[QUOTED PASSAGE]
Hopefully this makes sense so far.
These are the issues I'm having with implementing this:


A. Determining 'one of a set of special cdata types' (2). I have tried
using tostring(ffi.typeof(value)) and looking this up in a table, and
it seems to work, but should I trust this method to be future-proof?


No thats not the recommended method, you should use ffi.istype(type, val) which returns true if it is that type.
 
B. Determining whether a cdata is a struct/array (3) rather than, for
example, a void* pointer where ffi.sizeof would be the size of the
pointer rather than the size of what it's pointing to. Again, I have
thought of making use of tostring(ffi.typeof(value)) - seeing if it
begins with 'ctype<struct' or ends in ']>' - but this seems like an
even more fragile hack. It would be ideal if there were something like
a special field on ctype values to determine this.


This sounds very flaky. When calling functions that need a buffer I have generally gone with providing a buffer type (with constructor), and accepting strings, or accepting any type if a length is provided in situations like this. You could in addition support duck typing, ie also accept anything that has a ptr and len method as well. A generic function to extract ptr, len just isnt going to always work I dont think...
 
Also, it strikes me that stage (2) would not be necessary if it were
possible to apply (4) to these cdata values instead of special-casing
them. I know there are heavy restrictions on the metatables of cdata,
and that is understandable. But I'm wondering if it would be possible
to call custom metamethods on cdata with something like a
ffi.metacall(cdata, '__mymetamethod')?

Why cant you just add a __tobuffer metamethod to all the types?

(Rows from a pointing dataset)
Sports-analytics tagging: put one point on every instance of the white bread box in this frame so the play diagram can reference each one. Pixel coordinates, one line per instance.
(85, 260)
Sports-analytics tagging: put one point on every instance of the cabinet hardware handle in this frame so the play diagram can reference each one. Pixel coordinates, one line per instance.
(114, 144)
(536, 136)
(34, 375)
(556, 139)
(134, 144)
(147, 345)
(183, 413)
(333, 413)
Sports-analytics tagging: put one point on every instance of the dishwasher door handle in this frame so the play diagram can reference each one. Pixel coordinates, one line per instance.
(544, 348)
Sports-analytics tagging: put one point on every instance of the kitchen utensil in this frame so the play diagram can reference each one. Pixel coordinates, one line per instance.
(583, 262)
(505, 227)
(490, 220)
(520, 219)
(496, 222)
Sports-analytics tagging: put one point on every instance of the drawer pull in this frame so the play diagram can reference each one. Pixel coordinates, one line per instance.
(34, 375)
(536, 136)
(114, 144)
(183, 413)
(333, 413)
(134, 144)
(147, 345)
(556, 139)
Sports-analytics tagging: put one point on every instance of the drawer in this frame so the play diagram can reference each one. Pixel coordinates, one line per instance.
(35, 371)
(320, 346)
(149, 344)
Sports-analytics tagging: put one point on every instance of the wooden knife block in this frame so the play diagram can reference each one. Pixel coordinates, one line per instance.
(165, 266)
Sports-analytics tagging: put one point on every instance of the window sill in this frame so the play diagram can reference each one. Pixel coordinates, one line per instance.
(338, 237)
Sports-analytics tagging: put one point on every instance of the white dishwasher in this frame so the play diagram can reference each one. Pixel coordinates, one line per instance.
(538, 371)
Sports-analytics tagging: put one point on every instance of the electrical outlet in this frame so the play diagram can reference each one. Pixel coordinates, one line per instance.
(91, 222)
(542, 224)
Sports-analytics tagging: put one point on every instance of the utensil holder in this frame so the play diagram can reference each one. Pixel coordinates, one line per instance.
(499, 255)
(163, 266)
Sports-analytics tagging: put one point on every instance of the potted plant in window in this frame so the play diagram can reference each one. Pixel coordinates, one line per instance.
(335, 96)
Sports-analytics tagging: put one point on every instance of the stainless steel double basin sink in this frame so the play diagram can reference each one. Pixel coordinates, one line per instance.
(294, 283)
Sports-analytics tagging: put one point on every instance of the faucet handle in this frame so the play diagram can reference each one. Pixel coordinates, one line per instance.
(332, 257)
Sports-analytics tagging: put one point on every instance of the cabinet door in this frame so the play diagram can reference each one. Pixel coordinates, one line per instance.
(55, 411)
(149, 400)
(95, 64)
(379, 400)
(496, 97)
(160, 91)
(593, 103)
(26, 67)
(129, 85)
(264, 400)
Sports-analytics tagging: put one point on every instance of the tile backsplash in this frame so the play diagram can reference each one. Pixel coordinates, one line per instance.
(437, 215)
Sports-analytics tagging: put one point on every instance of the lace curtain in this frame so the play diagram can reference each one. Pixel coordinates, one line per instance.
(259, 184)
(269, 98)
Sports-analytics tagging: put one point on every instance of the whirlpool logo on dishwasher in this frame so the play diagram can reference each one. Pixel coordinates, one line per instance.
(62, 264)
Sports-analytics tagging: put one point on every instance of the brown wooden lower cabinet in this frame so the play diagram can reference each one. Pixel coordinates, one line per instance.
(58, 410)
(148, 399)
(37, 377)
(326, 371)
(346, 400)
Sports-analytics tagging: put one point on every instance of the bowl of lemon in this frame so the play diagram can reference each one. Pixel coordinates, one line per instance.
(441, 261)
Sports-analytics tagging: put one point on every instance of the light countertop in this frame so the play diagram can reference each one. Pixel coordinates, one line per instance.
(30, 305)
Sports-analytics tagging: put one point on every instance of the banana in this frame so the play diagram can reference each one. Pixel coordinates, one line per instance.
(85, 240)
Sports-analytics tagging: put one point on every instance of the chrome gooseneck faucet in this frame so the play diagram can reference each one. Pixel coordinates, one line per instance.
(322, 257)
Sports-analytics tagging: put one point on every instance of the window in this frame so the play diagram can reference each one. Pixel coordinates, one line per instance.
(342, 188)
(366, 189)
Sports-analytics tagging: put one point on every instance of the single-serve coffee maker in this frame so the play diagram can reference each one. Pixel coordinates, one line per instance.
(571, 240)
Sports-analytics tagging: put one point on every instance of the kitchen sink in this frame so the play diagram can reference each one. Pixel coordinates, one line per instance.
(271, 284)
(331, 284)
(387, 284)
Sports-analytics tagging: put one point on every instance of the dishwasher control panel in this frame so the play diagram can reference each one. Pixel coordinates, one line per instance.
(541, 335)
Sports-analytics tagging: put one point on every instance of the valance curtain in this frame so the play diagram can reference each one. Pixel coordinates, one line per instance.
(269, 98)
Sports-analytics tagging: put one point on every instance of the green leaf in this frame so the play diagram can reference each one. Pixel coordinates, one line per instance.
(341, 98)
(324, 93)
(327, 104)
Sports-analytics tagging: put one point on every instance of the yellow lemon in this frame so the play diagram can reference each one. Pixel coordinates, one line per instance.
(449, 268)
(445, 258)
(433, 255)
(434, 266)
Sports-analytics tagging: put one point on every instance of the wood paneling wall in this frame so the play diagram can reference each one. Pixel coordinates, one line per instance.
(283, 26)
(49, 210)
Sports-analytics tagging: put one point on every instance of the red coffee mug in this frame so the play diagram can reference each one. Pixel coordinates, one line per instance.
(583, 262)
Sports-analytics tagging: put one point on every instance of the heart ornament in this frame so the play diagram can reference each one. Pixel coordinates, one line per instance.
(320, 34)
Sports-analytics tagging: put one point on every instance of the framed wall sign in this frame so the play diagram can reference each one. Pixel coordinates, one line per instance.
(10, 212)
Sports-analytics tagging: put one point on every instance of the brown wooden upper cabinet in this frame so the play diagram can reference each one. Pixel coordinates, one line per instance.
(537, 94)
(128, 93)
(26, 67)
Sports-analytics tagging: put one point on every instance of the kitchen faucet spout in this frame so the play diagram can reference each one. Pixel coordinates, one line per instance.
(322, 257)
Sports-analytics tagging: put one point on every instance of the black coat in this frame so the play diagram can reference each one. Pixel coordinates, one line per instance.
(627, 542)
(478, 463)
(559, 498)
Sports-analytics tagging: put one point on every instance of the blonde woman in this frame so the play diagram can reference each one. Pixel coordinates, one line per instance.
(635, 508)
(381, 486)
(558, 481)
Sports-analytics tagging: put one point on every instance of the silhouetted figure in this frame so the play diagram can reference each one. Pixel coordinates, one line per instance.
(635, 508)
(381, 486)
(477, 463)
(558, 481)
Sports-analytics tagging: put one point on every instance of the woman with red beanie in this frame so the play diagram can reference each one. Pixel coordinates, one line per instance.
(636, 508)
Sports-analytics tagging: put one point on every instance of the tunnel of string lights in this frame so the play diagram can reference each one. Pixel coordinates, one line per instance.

[SHORT TASK 1]
Quote the passage on cdata types from "This sounds very" up to and including "all the types?".
[SHORT TASK 2]
Find each line in the records that contains the string "drawer", matching case exactly, and copy those lines out.

[FINAL ANSWER 1]
This sounds very flaky. When calling functions that need a buffer I have generally gone with providing a buffer type (with constructor), and accepting strings, or accepting any type if a length is provided in situations like this. You could in addition support duck typing, ie also accept anything that has a ptr and len method as well. A generic function to extract ptr, len just isnt going to always work I dont think...
 
Also, it strikes me that stage (2) would not be necessary if it were
possible to apply (4) to these cdata values instead of special-casing
them. I know there are heavy restrictions on the metatables of cdata,
and that is understandable. But I'm wondering if it would be possible
to call custom metamethods on cdata with something like a
ffi.metacall(cdata, '__mymetamethod')?

Why cant you just add a __tobuffer metamethod to all the types?

[FINAL ANSWER 2]
Sports-analytics tagging: put one point on every instance of the drawer pull in this frame so the play diagram can reference each one. Pixel coordinates, one line per instance.
Sports-analytics tagging: put one point on every instance of the drawer in this frame so the play diagram can reference each one. Pixel coordinates, one line per instance.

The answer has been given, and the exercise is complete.